Your job with the data below: print everything from the line that holds "76V70L81 71L76 139L83" down to the line that holds "positive clicks: (107, 64)", ends included, exactly, and nothing else.
··········
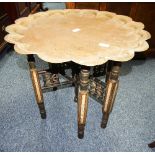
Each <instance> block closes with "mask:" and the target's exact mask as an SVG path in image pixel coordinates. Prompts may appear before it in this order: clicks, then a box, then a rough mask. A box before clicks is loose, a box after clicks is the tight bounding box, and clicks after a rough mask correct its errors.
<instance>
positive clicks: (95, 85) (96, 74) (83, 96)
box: [27, 55, 121, 139]
mask: <svg viewBox="0 0 155 155" xmlns="http://www.w3.org/2000/svg"><path fill="white" fill-rule="evenodd" d="M27 60H28V63H29V69H30V75H31V79H32V84H33V88H34V93H35V96H36V101H37V104H38V107H39V110H40V114H41V118H43V119H45V118H46V111H45V106H44V100H43V93H44V92H47V91H56V90H57V89H60V88H65V87H72V86H74V87H75V97H74V101H75V102H77V104H78V110H77V111H78V118H77V121H78V137H79V138H80V139H81V138H83V137H84V128H85V125H86V117H87V110H88V97H89V96H90V97H92V98H93V99H95V100H96V101H97V102H99V103H100V104H101V105H102V111H103V118H102V121H101V127H102V128H105V127H106V125H107V122H108V118H109V114H110V112H111V110H112V107H113V104H114V100H115V97H116V93H117V89H118V82H119V80H118V78H119V73H120V68H121V63H120V62H113V61H108V62H107V63H106V64H105V65H104V64H103V65H100V66H95V67H94V68H93V71H91V68H90V67H87V66H82V65H78V64H76V63H74V62H67V63H61V64H51V63H49V69H48V70H42V71H37V69H36V67H35V58H34V56H33V55H28V56H27ZM66 69H71V70H72V74H71V75H67V74H66V72H65V70H66ZM59 75H61V76H63V77H64V78H65V79H66V81H64V82H60V81H59ZM103 75H106V76H105V82H103V81H101V80H99V79H98V77H99V76H103ZM39 76H42V78H43V81H44V85H43V86H41V84H40V78H39Z"/></svg>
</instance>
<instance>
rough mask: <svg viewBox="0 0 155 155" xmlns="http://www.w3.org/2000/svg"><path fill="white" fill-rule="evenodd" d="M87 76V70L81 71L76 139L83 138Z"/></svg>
mask: <svg viewBox="0 0 155 155" xmlns="http://www.w3.org/2000/svg"><path fill="white" fill-rule="evenodd" d="M89 75H90V71H89V69H88V70H87V69H82V70H81V72H80V85H79V92H78V137H79V138H80V139H82V138H83V137H84V128H85V124H86V117H87V109H88V84H89Z"/></svg>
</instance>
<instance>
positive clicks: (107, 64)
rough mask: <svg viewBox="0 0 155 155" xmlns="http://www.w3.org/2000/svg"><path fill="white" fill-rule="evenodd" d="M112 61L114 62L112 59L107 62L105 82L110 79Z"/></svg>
mask: <svg viewBox="0 0 155 155" xmlns="http://www.w3.org/2000/svg"><path fill="white" fill-rule="evenodd" d="M112 63H113V62H112V61H110V60H109V61H108V62H107V63H106V76H105V82H107V81H108V79H109V74H110V71H111V67H112Z"/></svg>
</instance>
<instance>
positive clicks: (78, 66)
mask: <svg viewBox="0 0 155 155" xmlns="http://www.w3.org/2000/svg"><path fill="white" fill-rule="evenodd" d="M71 70H72V78H73V79H74V83H73V86H75V89H74V92H75V96H74V102H77V100H78V90H79V72H80V69H79V65H78V64H75V63H74V62H72V63H71Z"/></svg>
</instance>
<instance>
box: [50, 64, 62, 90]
mask: <svg viewBox="0 0 155 155" xmlns="http://www.w3.org/2000/svg"><path fill="white" fill-rule="evenodd" d="M48 65H49V71H50V72H51V74H52V75H51V78H50V80H51V83H53V84H58V83H60V81H59V76H58V73H59V71H60V65H61V64H56V63H48ZM56 90H57V87H53V91H56Z"/></svg>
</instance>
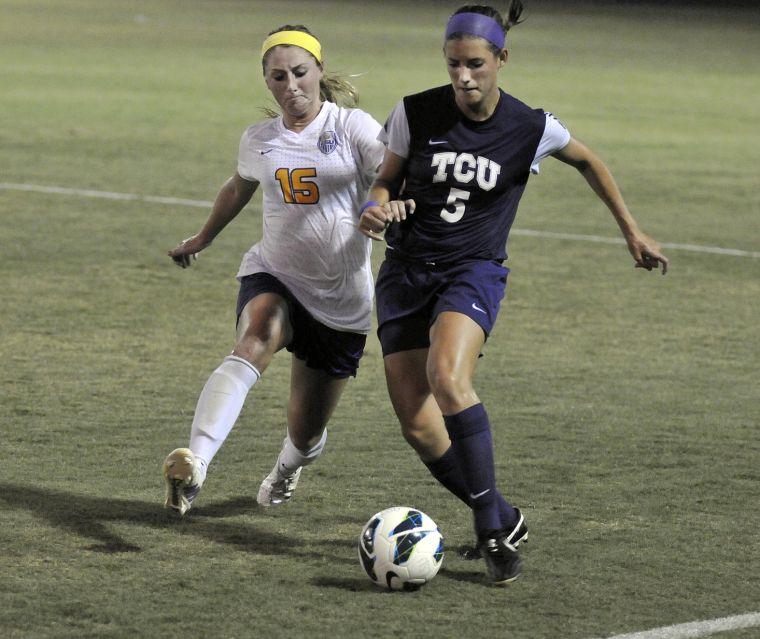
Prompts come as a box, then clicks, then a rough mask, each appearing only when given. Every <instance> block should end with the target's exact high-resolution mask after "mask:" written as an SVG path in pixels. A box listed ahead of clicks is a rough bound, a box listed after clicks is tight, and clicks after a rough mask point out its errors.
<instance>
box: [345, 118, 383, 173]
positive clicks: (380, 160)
mask: <svg viewBox="0 0 760 639" xmlns="http://www.w3.org/2000/svg"><path fill="white" fill-rule="evenodd" d="M381 130H382V127H381V126H380V124H379V123H378V122H377V120H375V118H373V117H372V116H371V115H370V114H369V113H365V112H364V111H361V110H360V109H354V110H353V111H352V113H351V116H350V117H349V118H348V120H347V122H346V132H347V133H348V135H349V137H350V143H351V146H352V147H353V149H354V154H355V156H356V162H357V164H358V166H359V169H360V170H361V172H362V173H363V174H364V175H367V176H371V177H372V178H374V176H375V174H376V173H377V170H378V168H379V167H380V165H381V164H382V163H383V154H384V153H385V147H384V146H383V144H381V143H380V142H379V141H378V134H379V133H380V131H381Z"/></svg>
··········
_PROBLEM SOLUTION:_
rough mask: <svg viewBox="0 0 155 155" xmlns="http://www.w3.org/2000/svg"><path fill="white" fill-rule="evenodd" d="M87 76V70L81 71L76 139L83 138Z"/></svg>
mask: <svg viewBox="0 0 155 155" xmlns="http://www.w3.org/2000/svg"><path fill="white" fill-rule="evenodd" d="M89 75H90V71H89V69H88V70H87V69H82V70H81V72H80V85H79V92H78V137H79V138H80V139H82V138H83V137H84V128H85V124H86V117H87V109H88V84H89Z"/></svg>
</instance>
<instance>
positive clicks: (107, 64)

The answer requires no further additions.